Source text ->
◇ ◇ ◇ ◇

On a tour of the office, Fletcher points to a lingering stain above a baseboard in a storage area. “That’s where the water came with Hurricane Matthew last year.”
That was also the week that Midgett converted its payroll to Savers Admin. Hickman remembers that despite everything, “it was easy.”
|Carrinne Hickman and Anthony Fletcher of Hatteras Island’s Midgett Realty|
Midgett Realty traces its roots to 1938, when brothers Anderson, Stockton and Harold Midgett started the Manteo-Hatteras Bus line, delivering visitors, mail and newspapers up and down the island and driving frequently on sandy beaches before roads and bridges were built. In the 1960’s, Anderson and Stockton went into real estate. Stockton is still living but no longer active in the company. Today their children and grandchildren operate the business.
In the office today, Fletcher said, “everybody who works with us lives on the island. We’re very much a family operation. Most everybody has some kind of family roots here.
“At the end of the day, that’s who you want – people who live here and are invested in the community. During hurricanes, our people don’t evacuate. Everybody stays, and once it’s over they’re all out in the field making sure the properties are ready to go. We’re very much a tight-knit group of people.”

◇ ◇ ◇ ◇

What needs to be done -> Please copy the part of the Midgett Realty text from "In the office" up to and including "family roots here." word for word. Use only the text above for what follows.

Supplied information ->
◇ ◇ ◇ ◇

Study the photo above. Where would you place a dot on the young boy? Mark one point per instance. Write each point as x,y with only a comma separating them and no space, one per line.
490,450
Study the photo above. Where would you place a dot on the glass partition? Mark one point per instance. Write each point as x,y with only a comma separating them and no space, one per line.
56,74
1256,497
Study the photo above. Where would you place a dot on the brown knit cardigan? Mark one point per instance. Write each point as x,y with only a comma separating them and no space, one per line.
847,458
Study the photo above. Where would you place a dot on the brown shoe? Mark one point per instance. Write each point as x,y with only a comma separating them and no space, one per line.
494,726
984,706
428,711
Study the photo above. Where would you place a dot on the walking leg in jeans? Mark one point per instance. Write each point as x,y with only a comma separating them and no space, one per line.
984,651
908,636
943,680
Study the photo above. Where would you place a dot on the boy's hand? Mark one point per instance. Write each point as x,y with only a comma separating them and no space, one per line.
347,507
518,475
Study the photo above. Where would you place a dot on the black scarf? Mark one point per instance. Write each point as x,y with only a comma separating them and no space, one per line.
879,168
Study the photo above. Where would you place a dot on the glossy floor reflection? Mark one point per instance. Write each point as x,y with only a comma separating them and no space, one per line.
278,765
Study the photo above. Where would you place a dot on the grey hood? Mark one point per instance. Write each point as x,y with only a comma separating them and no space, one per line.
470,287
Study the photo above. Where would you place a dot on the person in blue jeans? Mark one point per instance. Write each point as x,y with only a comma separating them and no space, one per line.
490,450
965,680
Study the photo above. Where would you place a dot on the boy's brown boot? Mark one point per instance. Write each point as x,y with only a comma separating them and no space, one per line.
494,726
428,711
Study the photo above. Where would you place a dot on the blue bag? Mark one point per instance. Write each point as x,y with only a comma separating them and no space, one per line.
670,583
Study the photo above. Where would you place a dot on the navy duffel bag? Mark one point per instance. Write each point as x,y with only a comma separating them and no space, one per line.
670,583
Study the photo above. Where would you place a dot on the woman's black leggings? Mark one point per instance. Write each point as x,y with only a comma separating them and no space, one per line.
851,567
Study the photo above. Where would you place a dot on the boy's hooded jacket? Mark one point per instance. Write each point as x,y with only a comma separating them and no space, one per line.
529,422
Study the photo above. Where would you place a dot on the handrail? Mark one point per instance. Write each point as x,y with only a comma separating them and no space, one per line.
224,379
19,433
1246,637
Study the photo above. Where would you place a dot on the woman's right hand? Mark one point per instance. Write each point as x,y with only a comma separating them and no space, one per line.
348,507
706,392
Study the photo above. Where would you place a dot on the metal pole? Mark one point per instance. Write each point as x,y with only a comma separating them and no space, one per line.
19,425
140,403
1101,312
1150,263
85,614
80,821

◇ ◇ ◇ ◇

Result of this task ->
In the office today, Fletcher said, “everybody who works with us lives on the island. We’re very much a family operation. Most everybody has some kind of family roots here.